Activity
The required output is every entry, printed exactly as written.

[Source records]
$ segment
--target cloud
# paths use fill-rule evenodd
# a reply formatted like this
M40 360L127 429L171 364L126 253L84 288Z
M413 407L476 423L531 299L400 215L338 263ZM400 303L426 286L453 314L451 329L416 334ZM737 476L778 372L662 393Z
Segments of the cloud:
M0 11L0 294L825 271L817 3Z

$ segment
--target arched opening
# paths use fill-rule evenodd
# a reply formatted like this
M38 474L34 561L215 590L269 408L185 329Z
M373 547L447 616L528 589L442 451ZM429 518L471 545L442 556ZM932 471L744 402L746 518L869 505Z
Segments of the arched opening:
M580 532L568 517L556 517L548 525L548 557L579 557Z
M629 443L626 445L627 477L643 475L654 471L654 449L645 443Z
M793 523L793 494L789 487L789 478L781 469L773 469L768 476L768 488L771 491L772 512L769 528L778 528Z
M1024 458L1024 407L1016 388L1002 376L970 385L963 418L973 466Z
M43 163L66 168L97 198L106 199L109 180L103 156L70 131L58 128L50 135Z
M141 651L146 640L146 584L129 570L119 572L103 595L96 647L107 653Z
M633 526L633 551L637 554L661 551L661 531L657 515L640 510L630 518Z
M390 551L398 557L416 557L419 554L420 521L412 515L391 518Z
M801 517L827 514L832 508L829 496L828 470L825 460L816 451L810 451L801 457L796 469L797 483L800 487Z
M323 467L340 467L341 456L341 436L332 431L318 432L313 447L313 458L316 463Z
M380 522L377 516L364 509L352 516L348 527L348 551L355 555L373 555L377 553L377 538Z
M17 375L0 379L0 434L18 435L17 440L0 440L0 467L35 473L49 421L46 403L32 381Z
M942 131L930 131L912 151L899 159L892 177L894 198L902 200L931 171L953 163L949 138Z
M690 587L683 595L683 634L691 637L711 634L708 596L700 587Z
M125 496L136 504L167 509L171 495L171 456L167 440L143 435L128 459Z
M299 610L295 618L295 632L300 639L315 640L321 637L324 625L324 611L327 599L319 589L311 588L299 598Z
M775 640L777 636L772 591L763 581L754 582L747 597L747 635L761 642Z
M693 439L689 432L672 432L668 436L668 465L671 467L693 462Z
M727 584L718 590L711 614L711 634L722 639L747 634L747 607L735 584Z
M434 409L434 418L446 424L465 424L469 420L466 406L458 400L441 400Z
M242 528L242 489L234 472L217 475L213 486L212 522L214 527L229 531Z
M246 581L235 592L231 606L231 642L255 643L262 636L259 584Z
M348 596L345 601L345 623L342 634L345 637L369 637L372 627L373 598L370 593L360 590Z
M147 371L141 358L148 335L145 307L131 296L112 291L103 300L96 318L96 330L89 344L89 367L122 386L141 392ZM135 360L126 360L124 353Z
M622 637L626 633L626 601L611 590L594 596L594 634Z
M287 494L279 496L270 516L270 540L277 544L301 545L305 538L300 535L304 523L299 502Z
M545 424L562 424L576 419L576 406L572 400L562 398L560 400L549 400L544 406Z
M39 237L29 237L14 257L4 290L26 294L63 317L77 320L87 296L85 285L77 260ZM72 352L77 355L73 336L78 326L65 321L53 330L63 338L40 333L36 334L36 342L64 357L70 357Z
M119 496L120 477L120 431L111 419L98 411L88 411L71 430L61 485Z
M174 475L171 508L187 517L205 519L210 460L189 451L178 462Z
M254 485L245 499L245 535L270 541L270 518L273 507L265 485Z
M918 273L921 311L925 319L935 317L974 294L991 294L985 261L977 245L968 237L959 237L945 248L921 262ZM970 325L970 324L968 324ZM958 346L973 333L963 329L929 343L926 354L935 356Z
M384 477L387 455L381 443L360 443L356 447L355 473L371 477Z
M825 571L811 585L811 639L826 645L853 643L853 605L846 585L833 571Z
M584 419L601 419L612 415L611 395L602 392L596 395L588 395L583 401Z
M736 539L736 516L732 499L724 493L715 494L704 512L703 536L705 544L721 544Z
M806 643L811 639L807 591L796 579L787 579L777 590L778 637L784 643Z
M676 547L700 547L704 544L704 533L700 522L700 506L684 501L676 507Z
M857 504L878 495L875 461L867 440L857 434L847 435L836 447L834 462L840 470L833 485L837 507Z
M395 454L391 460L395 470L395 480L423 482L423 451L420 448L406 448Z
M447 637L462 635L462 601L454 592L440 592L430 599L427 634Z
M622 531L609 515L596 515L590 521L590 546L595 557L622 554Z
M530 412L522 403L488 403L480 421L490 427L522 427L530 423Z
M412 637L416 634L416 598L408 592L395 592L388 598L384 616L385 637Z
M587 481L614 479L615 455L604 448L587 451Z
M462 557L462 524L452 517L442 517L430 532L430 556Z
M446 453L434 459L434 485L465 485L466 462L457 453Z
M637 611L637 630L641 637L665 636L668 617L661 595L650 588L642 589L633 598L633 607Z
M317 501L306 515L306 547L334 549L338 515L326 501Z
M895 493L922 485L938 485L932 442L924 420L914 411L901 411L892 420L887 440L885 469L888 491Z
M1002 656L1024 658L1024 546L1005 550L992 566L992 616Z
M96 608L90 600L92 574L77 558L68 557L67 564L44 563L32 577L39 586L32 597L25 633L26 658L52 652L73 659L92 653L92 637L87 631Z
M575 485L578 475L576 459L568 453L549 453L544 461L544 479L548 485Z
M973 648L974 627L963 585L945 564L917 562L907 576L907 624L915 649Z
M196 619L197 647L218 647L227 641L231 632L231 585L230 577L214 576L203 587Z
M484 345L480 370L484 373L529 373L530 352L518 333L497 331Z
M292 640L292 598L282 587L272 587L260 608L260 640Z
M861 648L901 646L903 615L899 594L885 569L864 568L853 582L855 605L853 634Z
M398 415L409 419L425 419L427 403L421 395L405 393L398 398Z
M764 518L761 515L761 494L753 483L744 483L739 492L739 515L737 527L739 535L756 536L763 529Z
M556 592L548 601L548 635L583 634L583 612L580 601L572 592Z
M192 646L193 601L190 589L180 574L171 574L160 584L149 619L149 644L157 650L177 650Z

Your solution
$ segment
--target cloud
# paths use fill-rule evenodd
# a reply formatted like this
M40 360L127 429L171 364L126 253L84 288Z
M413 407L476 423L531 299L400 215L338 263ZM400 303L426 286L453 314L451 329L416 334ZM737 476L778 372L662 393Z
Segments of the cloud:
M0 11L0 294L825 271L817 3Z

$ segment
--target arched opening
# paths use fill-rule evenodd
# a reply formatted like this
M38 474L34 561L215 590L269 408L185 329Z
M373 547L447 616L528 589L442 451ZM429 518L471 545L442 556ZM932 471L744 402L746 518L869 505Z
Segments of the arched opening:
M580 532L568 517L556 517L548 525L548 557L579 557Z
M629 443L626 445L627 477L643 475L654 471L654 449L645 443Z
M793 523L793 494L789 487L789 478L781 469L773 469L768 476L768 488L771 491L772 512L769 528L778 528Z
M1024 458L1024 407L1016 388L1002 376L970 385L963 418L973 466Z
M43 163L66 168L97 198L106 199L109 180L103 156L70 131L58 128L50 135Z
M141 651L146 640L146 584L129 570L119 572L103 595L96 647L107 653Z
M633 526L633 551L637 554L661 551L661 531L657 515L640 510L630 518Z
M390 551L398 557L416 557L419 554L420 521L412 515L391 518Z
M801 517L827 514L832 508L829 496L828 470L825 460L816 451L810 451L801 457L796 469L797 483L800 487Z
M323 467L340 467L341 456L341 436L332 431L318 432L313 447L313 458L316 463Z
M380 522L377 516L364 509L352 516L348 527L348 551L355 555L373 555L377 553L377 538Z
M17 375L0 379L0 434L18 435L17 440L0 440L0 467L35 473L49 421L46 403L32 381Z
M942 131L930 131L912 151L899 159L892 177L894 198L902 200L931 171L953 163L949 138Z
M690 587L683 595L683 634L691 637L711 634L708 596L700 587Z
M125 496L136 504L167 509L171 495L171 456L167 440L143 435L128 459Z
M299 610L295 618L295 632L300 639L315 640L321 637L324 625L324 611L327 599L319 589L311 588L299 598Z
M775 640L777 636L772 591L763 581L754 582L747 597L747 635L761 642Z
M693 439L689 432L672 432L668 436L668 465L671 467L693 462Z
M727 584L718 590L711 614L711 634L722 639L747 634L747 607L735 584Z
M434 409L434 418L446 424L465 424L469 420L466 406L458 400L441 400Z
M242 528L242 489L234 472L217 475L213 486L212 522L214 527L229 531Z
M246 581L235 592L231 606L231 642L255 643L262 636L259 584Z
M348 596L345 601L345 623L342 634L345 637L369 637L372 627L373 598L370 593L360 590Z
M147 371L141 358L148 335L145 307L131 296L112 291L103 300L96 318L96 330L89 344L89 367L122 386L141 392ZM135 360L126 360L124 353Z
M622 637L626 633L626 601L611 590L594 596L594 634Z
M287 494L279 496L270 516L270 540L277 544L301 545L305 538L300 535L304 523L299 502Z
M545 424L562 424L576 419L576 406L572 400L562 398L560 400L549 400L544 406Z
M39 237L29 237L14 257L4 290L26 294L63 317L77 320L87 296L85 285L77 260ZM72 352L77 355L73 336L78 326L65 321L53 330L63 338L40 333L36 334L36 342L64 357L70 357Z
M119 496L120 477L120 431L111 419L98 411L88 411L71 430L61 485Z
M174 475L171 508L187 517L205 519L210 460L189 451L178 462Z
M254 485L245 499L245 535L270 541L270 518L273 507L265 485Z
M918 273L921 311L925 319L935 317L974 294L991 294L985 261L977 245L968 237L959 237L945 248L921 262ZM970 325L970 324L968 324ZM958 346L973 333L963 329L929 343L926 354L935 356Z
M384 477L387 455L381 443L360 443L356 447L355 473L371 477Z
M825 571L811 585L811 639L826 645L853 643L853 605L846 585L833 571Z
M584 419L601 419L612 415L611 395L602 392L596 395L588 395L583 401Z
M736 539L736 516L732 499L724 493L715 494L704 512L703 536L705 544L721 544Z
M806 643L811 639L807 591L796 579L787 579L777 590L778 637L784 643Z
M676 547L700 547L704 544L704 533L700 522L700 506L684 501L676 507Z
M857 504L878 495L875 461L867 440L857 434L847 435L836 447L834 462L840 470L833 485L837 507Z
M395 454L391 460L395 470L395 480L423 482L423 451L420 448L406 448Z
M447 637L462 635L462 601L454 592L440 592L430 599L427 634Z
M622 531L609 515L596 515L590 521L590 546L595 557L622 554Z
M530 412L522 403L488 403L480 421L490 427L522 427L530 423Z
M412 637L416 634L416 598L408 592L395 592L388 598L384 616L385 637Z
M587 481L614 479L615 455L604 448L587 451Z
M462 557L462 524L452 517L442 517L430 532L430 556Z
M446 453L434 459L434 485L465 485L466 462L457 453Z
M637 611L637 630L641 637L665 636L668 617L661 595L650 588L642 589L633 598L633 607Z
M317 501L306 515L306 547L334 549L338 515L326 501Z
M895 493L922 485L938 485L932 442L924 420L914 411L901 411L892 420L887 440L885 469L888 491Z
M1002 656L1024 658L1024 546L1005 550L992 566L992 616Z
M96 608L90 600L92 574L77 558L68 557L67 564L44 563L32 577L39 586L32 597L25 633L26 658L52 652L73 659L92 653L92 637L87 631Z
M575 485L578 475L576 459L568 453L549 453L544 461L544 479L548 485Z
M973 648L974 627L963 585L945 564L917 562L907 576L907 624L915 649Z
M196 619L197 647L218 647L227 641L231 632L231 585L230 577L214 576L203 587Z
M484 345L480 370L484 373L529 373L530 352L518 333L497 331Z
M292 640L292 598L282 587L272 587L260 608L260 640Z
M861 648L901 646L903 615L899 594L885 569L864 568L853 582L855 605L853 634Z
M398 415L409 419L425 419L427 403L421 395L405 393L398 398Z
M764 518L761 515L761 494L753 483L744 483L739 492L739 515L737 527L739 535L756 536L763 529Z
M556 592L548 601L548 635L583 634L583 612L580 601L572 592Z
M192 646L193 601L190 589L180 574L171 574L160 584L149 619L149 644L157 650L177 650Z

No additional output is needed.